Input data START
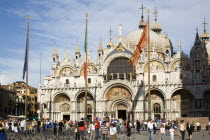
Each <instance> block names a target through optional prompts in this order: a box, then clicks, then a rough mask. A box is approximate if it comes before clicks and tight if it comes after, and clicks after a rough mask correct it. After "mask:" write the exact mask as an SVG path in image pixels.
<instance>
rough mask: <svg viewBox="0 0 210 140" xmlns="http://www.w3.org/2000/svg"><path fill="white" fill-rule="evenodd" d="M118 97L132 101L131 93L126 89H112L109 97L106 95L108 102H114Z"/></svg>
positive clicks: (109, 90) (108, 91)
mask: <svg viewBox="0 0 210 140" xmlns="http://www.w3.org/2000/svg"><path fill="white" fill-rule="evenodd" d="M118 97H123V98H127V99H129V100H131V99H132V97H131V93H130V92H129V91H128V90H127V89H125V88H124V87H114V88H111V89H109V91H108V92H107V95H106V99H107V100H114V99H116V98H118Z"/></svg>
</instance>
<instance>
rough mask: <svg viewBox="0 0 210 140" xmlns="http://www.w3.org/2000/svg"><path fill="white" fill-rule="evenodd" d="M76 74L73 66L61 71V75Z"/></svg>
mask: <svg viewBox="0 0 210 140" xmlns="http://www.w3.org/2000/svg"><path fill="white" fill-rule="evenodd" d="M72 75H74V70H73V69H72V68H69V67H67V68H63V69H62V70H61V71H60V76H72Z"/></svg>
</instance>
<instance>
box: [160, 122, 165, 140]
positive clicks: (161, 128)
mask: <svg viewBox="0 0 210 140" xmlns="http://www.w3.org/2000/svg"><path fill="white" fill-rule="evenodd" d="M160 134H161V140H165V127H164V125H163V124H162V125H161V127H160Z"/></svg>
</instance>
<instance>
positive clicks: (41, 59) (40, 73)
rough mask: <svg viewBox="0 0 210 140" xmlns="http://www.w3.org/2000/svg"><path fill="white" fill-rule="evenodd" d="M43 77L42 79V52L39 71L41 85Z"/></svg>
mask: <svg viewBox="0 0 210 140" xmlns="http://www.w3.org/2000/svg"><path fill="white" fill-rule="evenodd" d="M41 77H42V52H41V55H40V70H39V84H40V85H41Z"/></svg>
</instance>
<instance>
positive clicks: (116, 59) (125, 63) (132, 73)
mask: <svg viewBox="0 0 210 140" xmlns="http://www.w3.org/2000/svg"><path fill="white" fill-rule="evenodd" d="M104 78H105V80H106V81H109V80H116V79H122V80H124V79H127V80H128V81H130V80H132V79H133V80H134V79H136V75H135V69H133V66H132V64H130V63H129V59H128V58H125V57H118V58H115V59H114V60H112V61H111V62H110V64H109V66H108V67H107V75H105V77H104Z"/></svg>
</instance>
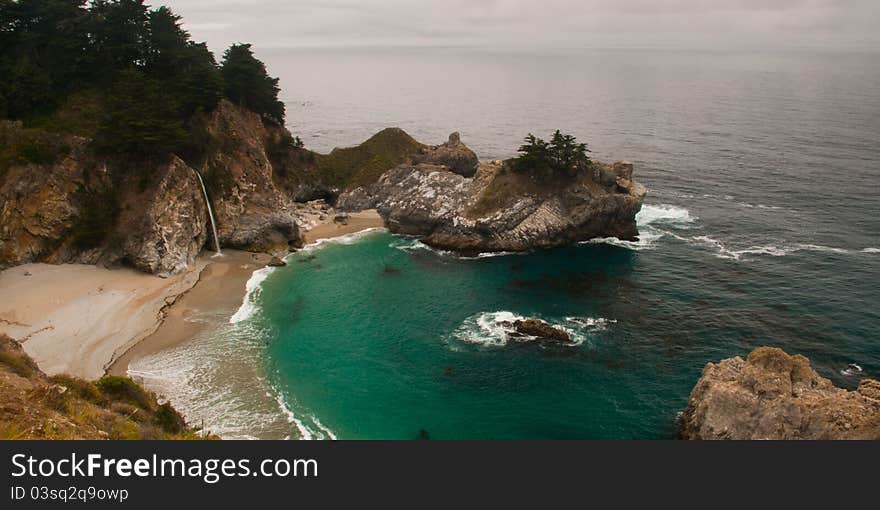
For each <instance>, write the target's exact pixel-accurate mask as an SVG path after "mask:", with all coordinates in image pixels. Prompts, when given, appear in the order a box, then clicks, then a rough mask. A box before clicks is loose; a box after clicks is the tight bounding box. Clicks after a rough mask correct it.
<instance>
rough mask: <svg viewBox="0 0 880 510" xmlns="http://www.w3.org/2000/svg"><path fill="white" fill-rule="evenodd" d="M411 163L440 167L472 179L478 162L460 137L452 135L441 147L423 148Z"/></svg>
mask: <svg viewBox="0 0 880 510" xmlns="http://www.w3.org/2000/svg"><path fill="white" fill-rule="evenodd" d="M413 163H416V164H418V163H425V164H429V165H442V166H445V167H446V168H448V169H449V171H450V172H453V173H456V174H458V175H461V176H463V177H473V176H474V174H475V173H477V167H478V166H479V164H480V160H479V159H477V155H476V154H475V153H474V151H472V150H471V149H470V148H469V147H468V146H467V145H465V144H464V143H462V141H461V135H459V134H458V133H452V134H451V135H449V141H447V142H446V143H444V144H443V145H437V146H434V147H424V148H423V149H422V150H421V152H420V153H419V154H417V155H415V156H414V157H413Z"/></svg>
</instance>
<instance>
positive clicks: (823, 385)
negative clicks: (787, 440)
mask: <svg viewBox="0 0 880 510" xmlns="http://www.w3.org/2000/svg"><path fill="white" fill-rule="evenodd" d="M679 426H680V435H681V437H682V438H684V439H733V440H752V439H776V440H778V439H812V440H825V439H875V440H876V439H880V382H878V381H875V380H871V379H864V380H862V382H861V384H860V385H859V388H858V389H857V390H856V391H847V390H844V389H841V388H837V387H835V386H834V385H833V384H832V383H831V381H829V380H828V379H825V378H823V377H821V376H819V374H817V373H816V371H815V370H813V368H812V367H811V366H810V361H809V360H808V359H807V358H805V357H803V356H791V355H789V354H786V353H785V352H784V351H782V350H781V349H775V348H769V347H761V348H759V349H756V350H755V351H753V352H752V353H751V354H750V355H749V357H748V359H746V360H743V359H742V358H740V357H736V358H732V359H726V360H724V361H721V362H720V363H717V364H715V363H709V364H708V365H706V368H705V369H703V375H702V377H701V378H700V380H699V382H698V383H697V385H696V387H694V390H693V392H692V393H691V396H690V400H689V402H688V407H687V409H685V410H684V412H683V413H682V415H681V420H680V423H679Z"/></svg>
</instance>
Input data END
- **Problem to work on**: A faithful, word-for-word copy of the records above, pictures left out, is the answer.

- **Response to this exercise**:
Each <instance> block names a target through optional prompts in this order: a box, then clicks, then a rough mask. A box is approximate if it comes before clicks and tight if it comes after, and clicks after a rough mask correct it. After "mask:" write the exact mask as an SVG path in image pixels.
<instance>
rough mask: <svg viewBox="0 0 210 140" xmlns="http://www.w3.org/2000/svg"><path fill="white" fill-rule="evenodd" d="M118 97L132 101L131 93L126 89H112L109 97L106 95L108 102H114Z"/></svg>
positive clicks: (109, 90) (108, 91)
mask: <svg viewBox="0 0 210 140" xmlns="http://www.w3.org/2000/svg"><path fill="white" fill-rule="evenodd" d="M118 97H123V98H127V99H129V100H131V99H132V97H131V93H130V92H129V91H128V90H127V89H125V88H124V87H114V88H111V89H109V91H108V92H107V95H106V99H107V100H114V99H116V98H118Z"/></svg>
</instance>
<instance>
rough mask: <svg viewBox="0 0 210 140" xmlns="http://www.w3.org/2000/svg"><path fill="white" fill-rule="evenodd" d="M76 74L73 66L61 71V75Z"/></svg>
mask: <svg viewBox="0 0 210 140" xmlns="http://www.w3.org/2000/svg"><path fill="white" fill-rule="evenodd" d="M72 75H74V70H73V69H72V68H69V67H67V68H63V69H62V70H61V71H60V76H72Z"/></svg>
</instance>
<instance>
box: [160, 122, 165, 140]
positive clicks: (161, 128)
mask: <svg viewBox="0 0 210 140" xmlns="http://www.w3.org/2000/svg"><path fill="white" fill-rule="evenodd" d="M160 134H161V140H165V127H164V125H163V124H162V125H161V127H160Z"/></svg>
</instance>
<instance>
positive clicks: (41, 59) (40, 73)
rough mask: <svg viewBox="0 0 210 140" xmlns="http://www.w3.org/2000/svg"><path fill="white" fill-rule="evenodd" d="M43 77L42 79V52L39 71L41 85Z"/></svg>
mask: <svg viewBox="0 0 210 140" xmlns="http://www.w3.org/2000/svg"><path fill="white" fill-rule="evenodd" d="M41 77H42V52H41V55H40V70H39V84H40V85H41Z"/></svg>
</instance>
<instance>
positive clicks: (116, 59) (125, 63) (132, 73)
mask: <svg viewBox="0 0 210 140" xmlns="http://www.w3.org/2000/svg"><path fill="white" fill-rule="evenodd" d="M104 78H105V80H106V81H109V80H116V79H122V80H124V79H127V80H128V81H130V80H132V79H133V80H134V79H136V75H135V69H133V66H132V64H130V63H129V59H128V58H125V57H118V58H115V59H114V60H112V61H111V62H110V64H109V66H108V67H107V75H105V77H104Z"/></svg>
</instance>
For each <instance>, write the target's exact pixel-accurate mask as an SVG path after "mask:", with all coordinates in image pixels. Prompts, when given, appear in the order a box, then clicks, then a rough mask. A box before clicks is loose; a box after clicks is the tight bounding box. Clicks after a rough mask correct it.
<instance>
rough mask: <svg viewBox="0 0 880 510" xmlns="http://www.w3.org/2000/svg"><path fill="white" fill-rule="evenodd" d="M411 163L440 167L472 179L478 162L460 137L452 135L441 147L423 148Z"/></svg>
mask: <svg viewBox="0 0 880 510" xmlns="http://www.w3.org/2000/svg"><path fill="white" fill-rule="evenodd" d="M413 163H416V164H418V163H425V164H429V165H442V166H445V167H446V168H448V169H449V171H450V172H453V173H456V174H458V175H461V176H463V177H473V176H474V174H475V173H477V167H478V166H479V164H480V160H479V159H477V155H476V154H475V153H474V151H472V150H471V149H470V148H469V147H468V146H467V145H465V144H464V143H462V141H461V135H459V134H458V133H452V134H451V135H449V141H447V142H446V143H444V144H443V145H437V146H434V147H424V148H423V149H422V150H421V152H420V153H419V154H417V155H415V156H414V157H413Z"/></svg>
</instance>
<instance>
positive clicks: (823, 385)
negative clicks: (787, 440)
mask: <svg viewBox="0 0 880 510" xmlns="http://www.w3.org/2000/svg"><path fill="white" fill-rule="evenodd" d="M679 426H680V435H681V437H682V438H684V439H733V440H752V439H776V440H778V439H812V440H825V439H875V440H876V439H880V382H878V381H875V380H871V379H864V380H862V382H861V384H860V385H859V388H858V389H857V390H856V391H847V390H844V389H841V388H837V387H835V386H834V385H833V384H832V383H831V381H829V380H828V379H825V378H823V377H821V376H819V374H817V373H816V371H815V370H813V368H812V367H811V366H810V361H809V360H808V359H807V358H805V357H803V356H791V355H789V354H786V353H785V352H784V351H782V350H781V349H775V348H769V347H761V348H759V349H756V350H755V351H753V352H752V353H751V354H750V355H749V357H748V359H746V360H743V359H742V358H740V357H736V358H732V359H726V360H724V361H721V362H720V363H717V364H715V363H709V364H708V365H706V368H705V369H703V375H702V377H701V378H700V380H699V382H698V383H697V385H696V387H694V390H693V392H692V393H691V396H690V400H689V402H688V407H687V409H685V410H684V412H683V413H682V415H681V420H680V423H679Z"/></svg>
</instance>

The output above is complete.